- Set problem
Reproduce every entry below precisely. Pictures are excluded from the copy.

Collected data:
*-*-*
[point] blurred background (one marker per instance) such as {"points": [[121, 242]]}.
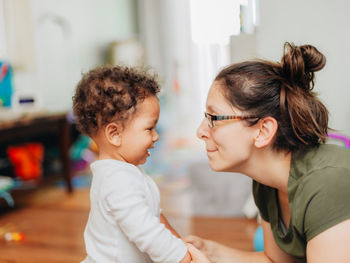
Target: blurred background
{"points": [[45, 45]]}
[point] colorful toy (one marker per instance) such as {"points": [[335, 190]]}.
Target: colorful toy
{"points": [[5, 84], [27, 160], [14, 236], [6, 184]]}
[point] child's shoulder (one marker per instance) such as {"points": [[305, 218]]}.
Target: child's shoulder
{"points": [[114, 168]]}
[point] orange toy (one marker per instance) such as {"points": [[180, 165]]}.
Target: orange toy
{"points": [[26, 160]]}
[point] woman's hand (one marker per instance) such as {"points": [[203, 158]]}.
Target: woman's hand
{"points": [[197, 256], [207, 247]]}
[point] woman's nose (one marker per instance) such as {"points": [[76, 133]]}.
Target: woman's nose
{"points": [[202, 130]]}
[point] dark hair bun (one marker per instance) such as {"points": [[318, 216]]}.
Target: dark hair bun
{"points": [[299, 64]]}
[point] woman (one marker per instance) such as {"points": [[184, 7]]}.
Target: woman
{"points": [[263, 120]]}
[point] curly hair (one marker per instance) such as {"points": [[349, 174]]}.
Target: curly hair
{"points": [[110, 94]]}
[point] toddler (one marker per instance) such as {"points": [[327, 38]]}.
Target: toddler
{"points": [[118, 108]]}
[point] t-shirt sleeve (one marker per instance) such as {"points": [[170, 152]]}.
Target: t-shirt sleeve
{"points": [[261, 193], [326, 197], [125, 200]]}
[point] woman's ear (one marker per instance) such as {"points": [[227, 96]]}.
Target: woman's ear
{"points": [[267, 129], [113, 134]]}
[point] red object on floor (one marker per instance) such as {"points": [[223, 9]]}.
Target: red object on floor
{"points": [[27, 160]]}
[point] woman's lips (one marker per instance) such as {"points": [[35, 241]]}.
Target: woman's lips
{"points": [[210, 152]]}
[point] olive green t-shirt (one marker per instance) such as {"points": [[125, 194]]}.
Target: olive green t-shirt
{"points": [[319, 197]]}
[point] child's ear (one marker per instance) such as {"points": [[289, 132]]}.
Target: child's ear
{"points": [[266, 132], [113, 132]]}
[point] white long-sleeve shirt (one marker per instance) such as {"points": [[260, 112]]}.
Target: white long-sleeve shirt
{"points": [[124, 220]]}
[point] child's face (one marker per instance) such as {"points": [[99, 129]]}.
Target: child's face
{"points": [[139, 134]]}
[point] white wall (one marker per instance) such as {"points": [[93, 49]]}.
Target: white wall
{"points": [[70, 37], [324, 24]]}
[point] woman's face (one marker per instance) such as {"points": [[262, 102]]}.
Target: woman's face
{"points": [[229, 143]]}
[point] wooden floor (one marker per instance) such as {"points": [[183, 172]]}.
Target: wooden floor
{"points": [[53, 223]]}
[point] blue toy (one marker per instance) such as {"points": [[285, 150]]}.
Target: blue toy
{"points": [[5, 84], [259, 239]]}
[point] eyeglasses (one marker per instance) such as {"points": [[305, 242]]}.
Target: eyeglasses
{"points": [[212, 118]]}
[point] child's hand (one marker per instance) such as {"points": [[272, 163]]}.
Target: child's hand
{"points": [[186, 259], [197, 256]]}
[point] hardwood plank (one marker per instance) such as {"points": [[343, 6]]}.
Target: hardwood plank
{"points": [[54, 221]]}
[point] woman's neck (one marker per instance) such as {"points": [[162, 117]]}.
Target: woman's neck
{"points": [[270, 168]]}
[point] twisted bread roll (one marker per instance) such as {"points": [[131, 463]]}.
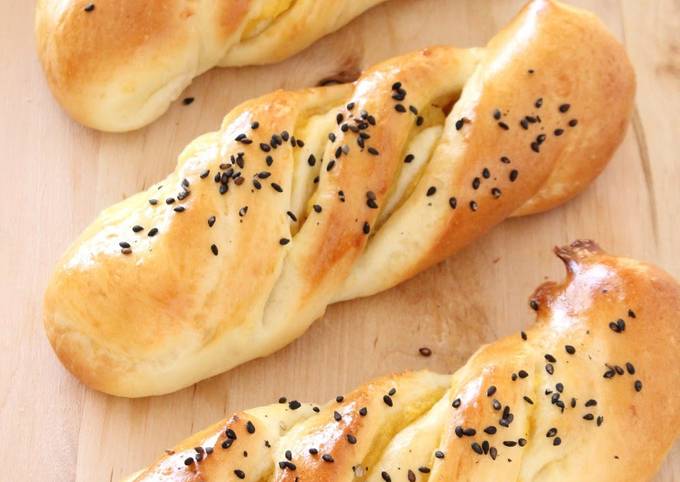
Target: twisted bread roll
{"points": [[117, 65], [305, 198], [580, 396]]}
*-*-*
- Correct answer
[point] blurred background (one marker per instance) such as {"points": [[121, 242]]}.
Target: blurred background
{"points": [[45, 45]]}
[point] colorful toy (one marker per instance) such as {"points": [[335, 190]]}.
Target: colorful toy
{"points": [[5, 84], [27, 160], [14, 236], [6, 184]]}
[point] child's shoulder (one marker per instance) such as {"points": [[305, 218]]}.
Target: child's shoulder
{"points": [[114, 168]]}
[point] orange toy (one marker per instance) such as {"points": [[180, 165]]}.
Target: orange toy
{"points": [[26, 160]]}
[point] woman's hand (one marker per instance) such as {"points": [[203, 158]]}.
Target: woman's hand
{"points": [[197, 256], [207, 247]]}
[point] woman's nose (one marker per instance) such as {"points": [[76, 133]]}.
Target: woman's nose
{"points": [[202, 130]]}
[point] dark hair bun (one marker per instance) such as {"points": [[318, 216]]}.
Target: dark hair bun
{"points": [[299, 64]]}
[point] woman (one marker per instance) such as {"points": [[184, 7]]}.
Target: woman
{"points": [[263, 120]]}
[point] curly hair (one marker per instance) such as {"points": [[349, 174]]}.
Target: curly hair
{"points": [[110, 94]]}
[point] toddler (one marker per instance) such as {"points": [[327, 38]]}.
Target: toddler
{"points": [[118, 108]]}
[point] t-shirt sleeve (one marker per instance) such as {"points": [[170, 152]]}.
Target: t-shirt sleeve
{"points": [[261, 193], [326, 197], [125, 200]]}
[point] woman's ear (one marker per instance) such as {"points": [[227, 96]]}.
Target: woman's ear
{"points": [[267, 129], [113, 134]]}
[point] red object on floor (one marker per instance) such as {"points": [[223, 9]]}.
Target: red object on floor
{"points": [[27, 160]]}
[point] woman's lips (one marker per instance) such as {"points": [[35, 241]]}.
Target: woman's lips
{"points": [[210, 152]]}
[point] olive green t-shirt (one marker per instance) such as {"points": [[125, 194]]}.
Target: olive green t-shirt
{"points": [[319, 197]]}
[point] child's ear (one marker per instance) such as {"points": [[289, 132]]}.
Target: child's ear
{"points": [[266, 132], [113, 132]]}
[point] white long-sleeve shirt (one marker per instance) such as {"points": [[260, 112]]}.
Target: white long-sleeve shirt
{"points": [[124, 220]]}
[point] child's face (one marker per instance) such as {"points": [[99, 129]]}.
Target: child's face
{"points": [[139, 134]]}
[point] white wall (one marker per instance) such as {"points": [[93, 49]]}.
Target: white wall
{"points": [[70, 37], [324, 24]]}
[point] woman's face (one marker per instance) such as {"points": [[262, 102]]}.
Target: woman's face
{"points": [[229, 143]]}
[point] wooden floor (one marker per instance) such as {"points": [[183, 172]]}.
Target: wooden floor
{"points": [[53, 223]]}
[point] blue toy (one marker per instance) such as {"points": [[285, 150]]}.
Target: blue toy
{"points": [[5, 84], [259, 239]]}
[point] eyeglasses (one marker per instance) such as {"points": [[305, 242]]}.
Target: eyeglasses
{"points": [[212, 118]]}
[point] child's hand (one marker per instance) such as {"points": [[272, 163]]}.
Target: child's hand
{"points": [[186, 259], [197, 256]]}
[point] hardwood plank (one marker per instance) such as {"points": [[343, 6]]}.
Target: hardwood plank
{"points": [[54, 221]]}
[point] woman's neck (one marker per instance) such as {"points": [[162, 117]]}.
Target: woman's neck
{"points": [[270, 168]]}
[point] twisted bread roll (one marker per instance) such as {"points": [[131, 463]]}.
Target: twisted bread roll
{"points": [[117, 65], [305, 198], [580, 396]]}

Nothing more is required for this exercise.